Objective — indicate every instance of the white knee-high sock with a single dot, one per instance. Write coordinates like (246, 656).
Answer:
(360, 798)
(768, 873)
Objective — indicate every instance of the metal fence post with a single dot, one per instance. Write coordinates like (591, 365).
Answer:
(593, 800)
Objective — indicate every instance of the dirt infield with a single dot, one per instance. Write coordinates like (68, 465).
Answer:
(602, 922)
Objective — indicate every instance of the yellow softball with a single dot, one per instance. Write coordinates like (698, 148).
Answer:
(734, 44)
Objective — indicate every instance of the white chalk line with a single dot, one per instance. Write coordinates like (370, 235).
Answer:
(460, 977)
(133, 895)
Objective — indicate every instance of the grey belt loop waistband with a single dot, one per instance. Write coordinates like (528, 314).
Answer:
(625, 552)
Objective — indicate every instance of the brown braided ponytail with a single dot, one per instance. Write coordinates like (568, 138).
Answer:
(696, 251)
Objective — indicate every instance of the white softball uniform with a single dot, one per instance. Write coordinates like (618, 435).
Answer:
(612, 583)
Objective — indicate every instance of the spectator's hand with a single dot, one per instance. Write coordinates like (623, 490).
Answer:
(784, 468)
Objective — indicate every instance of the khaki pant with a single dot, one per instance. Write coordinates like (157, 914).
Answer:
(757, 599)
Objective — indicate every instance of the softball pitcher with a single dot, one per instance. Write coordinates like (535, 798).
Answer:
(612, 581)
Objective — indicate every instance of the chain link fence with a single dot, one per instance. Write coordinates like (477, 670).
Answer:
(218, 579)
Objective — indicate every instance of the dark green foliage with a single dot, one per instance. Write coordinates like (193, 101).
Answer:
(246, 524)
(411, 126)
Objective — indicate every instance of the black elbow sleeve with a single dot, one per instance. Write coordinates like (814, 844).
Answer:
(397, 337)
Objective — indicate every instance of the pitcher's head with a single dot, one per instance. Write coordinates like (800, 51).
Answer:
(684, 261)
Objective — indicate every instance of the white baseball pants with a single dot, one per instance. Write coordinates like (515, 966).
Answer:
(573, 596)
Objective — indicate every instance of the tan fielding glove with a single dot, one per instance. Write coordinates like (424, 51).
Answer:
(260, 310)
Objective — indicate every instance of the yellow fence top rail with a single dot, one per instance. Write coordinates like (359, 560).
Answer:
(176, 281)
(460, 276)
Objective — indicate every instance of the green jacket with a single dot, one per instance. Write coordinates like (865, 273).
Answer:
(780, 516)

□ □ □ □ □ □ □

• [Stated problem]: Repeat the material in full, exactly as it stands.

• [Output]:
Objective — indicate every instance of the white knee-high sock with a single dot, one per instance. Write coordinates like (246, 656).
Answer:
(360, 798)
(768, 873)
Objective — indicate every instance of the metal fence post with a single dot, one per instance. Write coordinates like (591, 365).
Answer:
(593, 800)
Objective — indicate every instance of the dirt infield with a single dot, one per instance. Write coordinates like (68, 465).
Answer:
(602, 922)
Objective — indicate every instance of the yellow softball with a single dot, one per instance. Write coordinates like (698, 148).
Answer:
(734, 44)
Objective — indicate every instance of the white chalk line with a single dot, one per instance. Write coordinates like (370, 235).
Answer:
(460, 977)
(133, 895)
Objective — indicate every instance of the grey belt loop waistband with a single dot, one per instance. Write coordinates like (528, 314).
Answer:
(625, 552)
Objective — indicate every instance of the brown braided ponytail with a single dot, one per instance. Write coordinates like (568, 138).
Answer:
(696, 251)
Objective — indicate every instance of the white softball uniform with a single dot, one per instance. Write coordinates like (618, 435).
Answer:
(612, 583)
Objective — indicate every instance of the spectator's hand with a single dot, one per instance. Write coordinates like (623, 490).
Answer:
(784, 468)
Objective — indicate every instance of the khaki pant with a single dot, one per instance. Write coordinates like (157, 914).
Answer:
(757, 599)
Objective — indicate every instance of the softball pitcher with a single dot, one per instance. Write coordinates like (535, 798).
Answer:
(612, 581)
Objective — indicate every instance of the chain link fence with a single dot, one per instance. Write coordinates like (477, 670).
Answer:
(218, 579)
Objective — indicate every instance of the dark green foliage with a single dot, one per instance. Write coordinates like (193, 101).
Answer:
(246, 524)
(411, 126)
Objective — indicate every instance of the black elbow sleeve with a single dot, one per instance. Write coordinates like (814, 844).
Answer:
(397, 337)
Objective — indicate every instance of the pitcher's head with a single dot, one per instance. Write coordinates like (800, 51).
Answer:
(684, 261)
Objective — indicate every instance of the white baseball pants with a single dot, one per instance. Write coordinates like (515, 966).
Answer:
(573, 596)
Objective — indicate every instance of the tan fielding glove with a single dot, one per instance. Write coordinates like (424, 51).
Answer:
(260, 310)
Objective — indicate every instance of the yellow fence top rail with a single dot, one per instance. Write coordinates like (359, 560).
Answer:
(176, 281)
(460, 276)
Objective — indicate every instance of the green jacket with a single dot, one per instance. Write coordinates like (865, 273).
Answer:
(780, 516)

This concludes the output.